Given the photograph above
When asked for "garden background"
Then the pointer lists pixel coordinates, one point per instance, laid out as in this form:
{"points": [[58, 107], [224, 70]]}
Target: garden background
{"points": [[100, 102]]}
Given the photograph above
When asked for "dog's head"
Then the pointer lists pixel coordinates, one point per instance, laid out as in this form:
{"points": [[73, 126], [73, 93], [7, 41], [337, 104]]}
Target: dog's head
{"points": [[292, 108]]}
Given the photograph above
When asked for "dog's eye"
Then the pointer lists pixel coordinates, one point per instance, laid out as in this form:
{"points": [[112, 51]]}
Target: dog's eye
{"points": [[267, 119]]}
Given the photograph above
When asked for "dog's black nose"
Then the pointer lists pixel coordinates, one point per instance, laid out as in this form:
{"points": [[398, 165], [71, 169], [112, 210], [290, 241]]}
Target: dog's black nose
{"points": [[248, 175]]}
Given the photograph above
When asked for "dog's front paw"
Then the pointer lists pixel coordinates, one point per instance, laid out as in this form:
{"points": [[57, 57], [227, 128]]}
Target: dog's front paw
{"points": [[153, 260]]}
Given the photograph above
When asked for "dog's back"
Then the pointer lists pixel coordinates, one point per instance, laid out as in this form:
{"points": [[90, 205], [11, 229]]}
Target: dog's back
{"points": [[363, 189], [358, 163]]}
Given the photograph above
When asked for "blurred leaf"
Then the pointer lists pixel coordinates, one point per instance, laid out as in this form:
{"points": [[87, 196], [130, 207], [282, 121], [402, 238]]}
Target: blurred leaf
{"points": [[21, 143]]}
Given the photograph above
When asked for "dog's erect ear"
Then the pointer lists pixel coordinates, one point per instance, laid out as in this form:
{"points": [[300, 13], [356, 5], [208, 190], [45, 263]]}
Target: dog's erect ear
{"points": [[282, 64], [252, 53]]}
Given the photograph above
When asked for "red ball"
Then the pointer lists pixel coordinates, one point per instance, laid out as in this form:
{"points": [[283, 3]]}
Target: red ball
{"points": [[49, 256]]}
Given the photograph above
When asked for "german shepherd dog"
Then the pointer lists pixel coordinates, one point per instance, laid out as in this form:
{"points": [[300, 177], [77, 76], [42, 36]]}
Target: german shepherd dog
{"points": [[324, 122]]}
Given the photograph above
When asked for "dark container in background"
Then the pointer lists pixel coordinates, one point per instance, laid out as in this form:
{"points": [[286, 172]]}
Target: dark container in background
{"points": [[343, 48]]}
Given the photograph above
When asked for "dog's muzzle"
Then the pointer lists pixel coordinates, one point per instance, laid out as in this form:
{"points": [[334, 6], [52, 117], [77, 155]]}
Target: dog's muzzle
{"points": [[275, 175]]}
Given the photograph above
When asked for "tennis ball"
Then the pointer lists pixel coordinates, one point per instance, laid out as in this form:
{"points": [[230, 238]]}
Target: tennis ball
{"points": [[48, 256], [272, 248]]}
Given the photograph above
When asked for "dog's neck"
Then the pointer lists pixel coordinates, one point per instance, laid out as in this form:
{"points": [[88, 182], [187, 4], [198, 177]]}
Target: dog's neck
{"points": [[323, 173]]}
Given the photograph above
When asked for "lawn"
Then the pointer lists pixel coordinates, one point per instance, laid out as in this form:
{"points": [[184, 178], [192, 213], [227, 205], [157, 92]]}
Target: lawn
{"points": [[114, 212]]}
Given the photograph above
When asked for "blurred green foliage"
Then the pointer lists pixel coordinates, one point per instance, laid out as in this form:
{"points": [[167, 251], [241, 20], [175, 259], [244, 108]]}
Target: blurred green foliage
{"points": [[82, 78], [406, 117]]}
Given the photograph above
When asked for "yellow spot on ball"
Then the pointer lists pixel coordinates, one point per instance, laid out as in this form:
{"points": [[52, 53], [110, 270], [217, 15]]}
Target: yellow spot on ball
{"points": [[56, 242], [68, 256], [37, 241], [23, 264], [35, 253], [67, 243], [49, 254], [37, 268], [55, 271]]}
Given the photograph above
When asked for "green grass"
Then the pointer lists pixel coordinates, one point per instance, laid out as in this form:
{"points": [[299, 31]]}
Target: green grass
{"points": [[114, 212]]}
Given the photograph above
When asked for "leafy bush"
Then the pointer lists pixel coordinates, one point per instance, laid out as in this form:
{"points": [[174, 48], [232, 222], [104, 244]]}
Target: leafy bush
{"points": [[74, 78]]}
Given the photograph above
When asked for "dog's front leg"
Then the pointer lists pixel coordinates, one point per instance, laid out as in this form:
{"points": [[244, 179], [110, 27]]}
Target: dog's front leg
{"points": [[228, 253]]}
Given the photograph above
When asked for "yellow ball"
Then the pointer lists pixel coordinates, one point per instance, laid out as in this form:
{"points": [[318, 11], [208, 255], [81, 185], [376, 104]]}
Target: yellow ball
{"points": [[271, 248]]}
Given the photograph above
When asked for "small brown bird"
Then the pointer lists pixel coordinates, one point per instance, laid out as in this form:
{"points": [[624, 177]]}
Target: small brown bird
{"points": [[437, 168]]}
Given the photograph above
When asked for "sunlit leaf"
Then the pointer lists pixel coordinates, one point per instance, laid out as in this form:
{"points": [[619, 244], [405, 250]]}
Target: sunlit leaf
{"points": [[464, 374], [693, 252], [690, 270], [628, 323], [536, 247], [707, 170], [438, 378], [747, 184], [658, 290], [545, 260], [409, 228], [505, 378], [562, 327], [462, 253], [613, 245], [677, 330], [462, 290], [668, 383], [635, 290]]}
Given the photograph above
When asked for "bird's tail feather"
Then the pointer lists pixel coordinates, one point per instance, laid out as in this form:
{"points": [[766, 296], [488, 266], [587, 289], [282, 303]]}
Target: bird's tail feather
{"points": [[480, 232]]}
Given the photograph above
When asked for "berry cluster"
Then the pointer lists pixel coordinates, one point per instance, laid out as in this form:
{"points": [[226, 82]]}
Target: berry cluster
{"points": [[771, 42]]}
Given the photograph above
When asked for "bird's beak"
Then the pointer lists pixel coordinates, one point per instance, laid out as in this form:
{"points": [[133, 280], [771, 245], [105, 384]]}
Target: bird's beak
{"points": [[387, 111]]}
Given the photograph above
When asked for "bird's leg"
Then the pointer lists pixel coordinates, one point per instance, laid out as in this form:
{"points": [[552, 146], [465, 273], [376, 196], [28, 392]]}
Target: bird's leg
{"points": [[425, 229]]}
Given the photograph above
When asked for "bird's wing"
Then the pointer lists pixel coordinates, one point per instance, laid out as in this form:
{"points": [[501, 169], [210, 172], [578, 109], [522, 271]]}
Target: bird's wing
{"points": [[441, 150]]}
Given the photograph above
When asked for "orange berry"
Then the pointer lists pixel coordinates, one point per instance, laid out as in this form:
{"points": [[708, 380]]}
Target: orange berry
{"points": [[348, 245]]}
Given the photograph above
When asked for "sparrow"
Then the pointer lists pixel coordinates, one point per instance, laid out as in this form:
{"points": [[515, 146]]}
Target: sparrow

§ Objective:
Find each line in the entries above that contains the word "front", and copy every such line in full. Matching is case-sensitive.

§ Exercise output:
When asked for "dog's front paw"
Target: dog's front paw
When asked for "dog's front leg"
Target: dog's front leg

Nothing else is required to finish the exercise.